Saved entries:
*** Block opens ***
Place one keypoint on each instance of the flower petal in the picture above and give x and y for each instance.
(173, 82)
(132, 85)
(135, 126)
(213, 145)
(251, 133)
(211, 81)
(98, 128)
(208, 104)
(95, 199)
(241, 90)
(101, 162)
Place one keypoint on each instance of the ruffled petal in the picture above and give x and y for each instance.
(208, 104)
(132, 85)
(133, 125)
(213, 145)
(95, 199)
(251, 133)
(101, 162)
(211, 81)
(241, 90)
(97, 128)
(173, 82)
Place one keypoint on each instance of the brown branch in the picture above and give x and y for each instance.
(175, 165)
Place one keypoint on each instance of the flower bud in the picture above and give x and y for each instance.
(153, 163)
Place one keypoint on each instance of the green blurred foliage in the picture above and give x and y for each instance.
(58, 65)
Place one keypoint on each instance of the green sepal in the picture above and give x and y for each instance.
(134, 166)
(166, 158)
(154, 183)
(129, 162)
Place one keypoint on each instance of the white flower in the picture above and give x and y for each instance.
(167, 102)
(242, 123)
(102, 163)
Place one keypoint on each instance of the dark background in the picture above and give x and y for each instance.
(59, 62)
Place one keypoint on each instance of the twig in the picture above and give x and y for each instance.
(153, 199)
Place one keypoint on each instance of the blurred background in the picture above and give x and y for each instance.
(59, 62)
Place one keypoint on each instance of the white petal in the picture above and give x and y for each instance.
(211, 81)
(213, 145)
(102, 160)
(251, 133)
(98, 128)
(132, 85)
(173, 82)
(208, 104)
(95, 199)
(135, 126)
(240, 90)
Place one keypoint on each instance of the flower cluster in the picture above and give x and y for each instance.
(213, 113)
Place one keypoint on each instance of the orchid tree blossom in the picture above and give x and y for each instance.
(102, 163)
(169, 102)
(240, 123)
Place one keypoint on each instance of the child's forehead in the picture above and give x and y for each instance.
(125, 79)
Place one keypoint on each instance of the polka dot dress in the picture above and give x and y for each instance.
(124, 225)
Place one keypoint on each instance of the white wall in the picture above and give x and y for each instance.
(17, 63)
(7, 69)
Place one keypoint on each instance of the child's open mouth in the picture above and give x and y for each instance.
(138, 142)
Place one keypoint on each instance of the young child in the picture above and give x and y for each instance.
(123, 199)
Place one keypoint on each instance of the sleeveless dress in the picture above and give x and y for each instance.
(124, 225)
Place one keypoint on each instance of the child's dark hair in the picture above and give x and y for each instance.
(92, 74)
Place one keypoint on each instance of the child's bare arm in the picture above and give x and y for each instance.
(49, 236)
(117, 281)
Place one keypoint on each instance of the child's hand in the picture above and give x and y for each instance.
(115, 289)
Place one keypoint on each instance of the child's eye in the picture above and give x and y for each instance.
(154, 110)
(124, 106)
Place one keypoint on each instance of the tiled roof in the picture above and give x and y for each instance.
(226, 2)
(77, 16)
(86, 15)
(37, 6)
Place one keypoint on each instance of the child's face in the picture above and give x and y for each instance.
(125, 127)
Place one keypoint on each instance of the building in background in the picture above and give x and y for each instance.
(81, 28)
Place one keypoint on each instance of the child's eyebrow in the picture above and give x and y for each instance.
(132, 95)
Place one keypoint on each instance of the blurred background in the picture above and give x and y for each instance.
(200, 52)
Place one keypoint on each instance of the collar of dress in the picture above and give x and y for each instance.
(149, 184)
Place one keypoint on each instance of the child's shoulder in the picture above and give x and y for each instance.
*** Block closes ***
Exercise objective ::
With nothing left out, transcribe the records above exactly.

Solution to the problem ::
Place one keypoint on each instance of the flower petal in the picture above and give x and y for each instance.
(173, 82)
(132, 85)
(135, 126)
(213, 145)
(251, 133)
(211, 81)
(98, 128)
(208, 104)
(95, 199)
(241, 90)
(101, 162)
Place one keypoint on each instance of the ruffled petal in the picture above and give x and y for each instance.
(208, 104)
(132, 85)
(133, 125)
(213, 145)
(95, 199)
(251, 133)
(101, 162)
(211, 81)
(241, 90)
(97, 128)
(173, 82)
Place one keypoint on each instance of the brown branch in the picture above and give x and y for each instance.
(175, 165)
Place one keypoint on each instance of the flower bud in the picture above and give x and y for each instance.
(153, 163)
Place one keypoint on each instance of the green blurred foliage in the picture above and give x and y for each instance.
(58, 65)
Place one keypoint on each instance of the green sepal in the picture above and give x and y for each instance.
(134, 166)
(166, 158)
(154, 183)
(129, 162)
Place one keypoint on each instance of the white flower in the picture above and give x and y for each instance.
(167, 102)
(242, 123)
(102, 163)
Place one keypoint on each instance of the dark background in the picture above and give x and y for each instance.
(59, 62)
Place one keypoint on each instance of the twig in the picture above and give x and y for each instance.
(153, 199)
Place one keypoint on each instance of the blurred background in the picture above and give x and y for each instance.
(59, 62)
Place one keypoint on each instance of the white petal in the picture above and give x and y for each instance.
(211, 81)
(213, 145)
(102, 160)
(251, 133)
(98, 128)
(132, 85)
(173, 82)
(208, 104)
(95, 199)
(135, 126)
(240, 90)
Place one keypoint on each instance of the flower cluster in the picture above and give x and y for each instance.
(213, 113)
Place one keypoint on each instance of the orchid tree blossom in the picture above and give x and y for each instance.
(102, 163)
(169, 102)
(240, 123)
Place one keypoint on each instance of the child's forehead in the picture above and give x and y for each instance.
(125, 79)
Place one keypoint on each instance of the polka dot dress in the picture above and give x and y for each instance.
(124, 225)
Place one keypoint on each instance of the white wall in the picture above and give x and y for each instance.
(17, 63)
(7, 69)
Place one keypoint on each instance of the child's open mouth in the picture above and give x and y for each instance.
(138, 142)
Place one keypoint on each instance of the young child in the picture above and give x and y for each instance.
(123, 199)
Place one keypoint on each instance of the sleeveless dress in the picture above and give x and y for each instance.
(124, 225)
Place one keypoint on each instance of the child's dark hair in the picture above and give x and y for each instance.
(92, 74)
Place one keypoint on each instance of the child's bare arm in the picture above and give x and y for each instance.
(49, 236)
(117, 281)
Place one keypoint on each instance of the child's hand in the picture above and give x and y for each instance.
(115, 289)
Place one keypoint on each instance of the child's eye in the picture above and give x and y for each instance.
(154, 110)
(124, 106)
Place one keypoint on each instance of the tiled roof in the picture above and give x and y for each instance.
(226, 2)
(77, 16)
(86, 15)
(37, 6)
Place one keypoint on each instance of the child's face in the picture above and give x and y for each instance.
(125, 127)
Place one keypoint on each instance of the building in background in the picture above and give x and y for each instance.
(81, 28)
Place one keypoint on each instance of the child's eyebrow in the picture above and give x and y for each instance.
(132, 95)
Place one keypoint on each instance of the blurred background in the picture above and give x and y for each instance.
(200, 52)
Place one keypoint on each instance of the collar of dress in the picture above and give x and y for each instance.
(149, 184)
Place one keypoint on each instance of the child's shoulder in the picture above and give x and y for each instance.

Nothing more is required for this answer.